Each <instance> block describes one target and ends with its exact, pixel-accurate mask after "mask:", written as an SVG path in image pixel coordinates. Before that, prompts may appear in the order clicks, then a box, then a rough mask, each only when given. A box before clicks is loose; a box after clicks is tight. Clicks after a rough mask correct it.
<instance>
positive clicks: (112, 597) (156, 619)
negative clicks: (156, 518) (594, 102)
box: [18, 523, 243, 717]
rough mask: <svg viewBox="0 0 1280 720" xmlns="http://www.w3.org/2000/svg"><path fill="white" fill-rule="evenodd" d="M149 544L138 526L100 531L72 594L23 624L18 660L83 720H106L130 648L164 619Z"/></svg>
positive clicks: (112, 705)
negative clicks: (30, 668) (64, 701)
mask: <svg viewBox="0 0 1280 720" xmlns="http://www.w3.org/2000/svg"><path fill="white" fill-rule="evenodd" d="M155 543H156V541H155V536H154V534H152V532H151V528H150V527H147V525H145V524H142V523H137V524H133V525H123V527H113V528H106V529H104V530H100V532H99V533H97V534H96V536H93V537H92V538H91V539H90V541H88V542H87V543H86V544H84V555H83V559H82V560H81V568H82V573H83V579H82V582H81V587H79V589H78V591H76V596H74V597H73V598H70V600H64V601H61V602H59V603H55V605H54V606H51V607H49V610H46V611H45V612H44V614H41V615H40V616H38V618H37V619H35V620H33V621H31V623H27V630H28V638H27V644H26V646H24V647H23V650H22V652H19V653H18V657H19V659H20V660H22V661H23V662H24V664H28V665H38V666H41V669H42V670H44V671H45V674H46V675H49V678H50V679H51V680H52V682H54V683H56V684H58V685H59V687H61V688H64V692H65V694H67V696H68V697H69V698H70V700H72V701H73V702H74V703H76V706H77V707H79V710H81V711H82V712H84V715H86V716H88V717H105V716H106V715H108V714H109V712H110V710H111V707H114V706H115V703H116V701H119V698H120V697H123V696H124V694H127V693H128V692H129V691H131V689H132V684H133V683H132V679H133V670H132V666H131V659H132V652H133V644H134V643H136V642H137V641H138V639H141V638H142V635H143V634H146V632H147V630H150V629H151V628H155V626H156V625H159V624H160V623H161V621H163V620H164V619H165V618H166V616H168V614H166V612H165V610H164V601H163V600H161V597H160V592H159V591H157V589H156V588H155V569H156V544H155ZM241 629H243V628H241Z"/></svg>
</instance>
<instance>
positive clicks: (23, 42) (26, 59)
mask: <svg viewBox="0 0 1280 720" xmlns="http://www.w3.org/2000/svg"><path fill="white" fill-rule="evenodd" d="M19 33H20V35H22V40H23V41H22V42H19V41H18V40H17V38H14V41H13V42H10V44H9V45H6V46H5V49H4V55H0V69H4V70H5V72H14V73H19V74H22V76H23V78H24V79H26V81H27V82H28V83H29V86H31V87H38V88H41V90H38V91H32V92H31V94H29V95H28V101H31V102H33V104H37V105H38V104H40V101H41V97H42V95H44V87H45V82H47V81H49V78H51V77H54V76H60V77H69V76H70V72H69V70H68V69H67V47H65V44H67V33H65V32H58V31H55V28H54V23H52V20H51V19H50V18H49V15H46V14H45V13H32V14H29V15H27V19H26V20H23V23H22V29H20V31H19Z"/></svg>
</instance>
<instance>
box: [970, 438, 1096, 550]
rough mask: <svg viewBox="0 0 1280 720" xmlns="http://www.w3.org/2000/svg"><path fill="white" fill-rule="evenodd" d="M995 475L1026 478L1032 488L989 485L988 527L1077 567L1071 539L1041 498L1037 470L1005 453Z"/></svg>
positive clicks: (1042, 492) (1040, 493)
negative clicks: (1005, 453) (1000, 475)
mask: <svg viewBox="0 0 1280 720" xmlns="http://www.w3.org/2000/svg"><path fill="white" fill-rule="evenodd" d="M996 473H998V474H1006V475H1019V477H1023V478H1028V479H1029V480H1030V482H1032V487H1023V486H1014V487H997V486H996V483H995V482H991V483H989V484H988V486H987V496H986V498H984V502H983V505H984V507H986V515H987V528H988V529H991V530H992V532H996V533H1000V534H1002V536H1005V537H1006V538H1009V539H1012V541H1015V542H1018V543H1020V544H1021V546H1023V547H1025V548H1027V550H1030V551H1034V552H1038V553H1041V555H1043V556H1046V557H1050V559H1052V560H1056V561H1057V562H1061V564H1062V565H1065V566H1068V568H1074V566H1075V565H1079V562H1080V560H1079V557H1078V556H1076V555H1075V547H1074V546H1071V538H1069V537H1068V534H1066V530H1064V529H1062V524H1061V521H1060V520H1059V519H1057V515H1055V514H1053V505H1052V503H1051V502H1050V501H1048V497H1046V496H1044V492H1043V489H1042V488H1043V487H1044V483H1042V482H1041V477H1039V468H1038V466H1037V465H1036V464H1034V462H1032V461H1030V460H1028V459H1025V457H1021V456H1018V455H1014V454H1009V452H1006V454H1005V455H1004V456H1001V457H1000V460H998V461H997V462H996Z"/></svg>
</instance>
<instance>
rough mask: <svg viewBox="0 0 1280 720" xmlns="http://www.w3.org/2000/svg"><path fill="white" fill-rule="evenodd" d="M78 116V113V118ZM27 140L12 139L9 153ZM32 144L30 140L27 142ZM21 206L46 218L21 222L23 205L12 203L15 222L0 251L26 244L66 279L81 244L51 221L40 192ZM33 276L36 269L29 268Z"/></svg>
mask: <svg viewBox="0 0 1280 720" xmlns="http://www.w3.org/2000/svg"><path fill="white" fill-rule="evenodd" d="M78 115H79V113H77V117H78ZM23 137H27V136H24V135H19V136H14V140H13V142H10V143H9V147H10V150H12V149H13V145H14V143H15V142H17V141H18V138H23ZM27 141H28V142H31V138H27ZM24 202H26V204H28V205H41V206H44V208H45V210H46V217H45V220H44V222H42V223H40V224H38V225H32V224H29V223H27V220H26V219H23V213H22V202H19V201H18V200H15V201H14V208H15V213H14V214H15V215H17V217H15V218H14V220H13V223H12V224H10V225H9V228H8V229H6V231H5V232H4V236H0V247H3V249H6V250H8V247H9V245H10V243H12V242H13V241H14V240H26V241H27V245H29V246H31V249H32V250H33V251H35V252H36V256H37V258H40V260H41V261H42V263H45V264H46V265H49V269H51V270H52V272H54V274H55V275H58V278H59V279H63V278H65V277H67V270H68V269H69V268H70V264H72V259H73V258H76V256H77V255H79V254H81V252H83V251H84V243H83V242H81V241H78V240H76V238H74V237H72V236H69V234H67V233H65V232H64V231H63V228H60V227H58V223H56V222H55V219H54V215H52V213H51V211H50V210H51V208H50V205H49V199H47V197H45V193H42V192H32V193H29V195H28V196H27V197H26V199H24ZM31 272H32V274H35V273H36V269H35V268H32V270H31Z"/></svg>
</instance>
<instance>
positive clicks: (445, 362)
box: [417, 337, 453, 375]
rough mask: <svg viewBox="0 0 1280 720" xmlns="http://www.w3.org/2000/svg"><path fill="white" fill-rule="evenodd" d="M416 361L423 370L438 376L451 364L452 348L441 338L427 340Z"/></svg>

---

* INSTRUCTIONS TO FOLLOW: Please reproduce the stretch of the material from its start through the line containing "positive clicks: (112, 705)", changing "negative clicks" to "excluded clicks" and leaving everything else as it is.

* ANSWER TO THIS PROBLEM:
Each <instance> block describes one target and ends with its exact, pixel-accurate mask after "mask:", written as an SVG path in image pixel coordinates. Before that, prompts may appear in the order clicks, then a box, then a rough mask, each only when given. A box before clicks is loose; a box after clicks is tight. Clicks after a rough mask correct it.
<instance>
positive clicks: (112, 597) (156, 619)
excluded clicks: (156, 518) (594, 102)
box: [18, 523, 243, 717]
rough mask: <svg viewBox="0 0 1280 720" xmlns="http://www.w3.org/2000/svg"><path fill="white" fill-rule="evenodd" d="M149 544L138 526L100 531L72 594L23 624L18 660L83 720H106L130 648L164 619Z"/></svg>
positive clicks: (112, 705)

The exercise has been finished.